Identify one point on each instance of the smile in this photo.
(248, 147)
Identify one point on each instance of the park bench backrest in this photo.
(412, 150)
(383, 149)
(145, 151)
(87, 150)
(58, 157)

=-=-=

- **GOAL**:
Rescale these records: write every line out again, requests included, with each point coordinate in the answers multiplied by 0.25 and rounded to a whole number, halves rounding up.

- **OUTPUT FOR THIS EXERCISE**:
Identify one point on each instance of the smile in this photo.
(62, 37)
Identify one point on each instance of the park bench backrest in this photo.
(103, 38)
(96, 37)
(36, 38)
(22, 38)
(15, 39)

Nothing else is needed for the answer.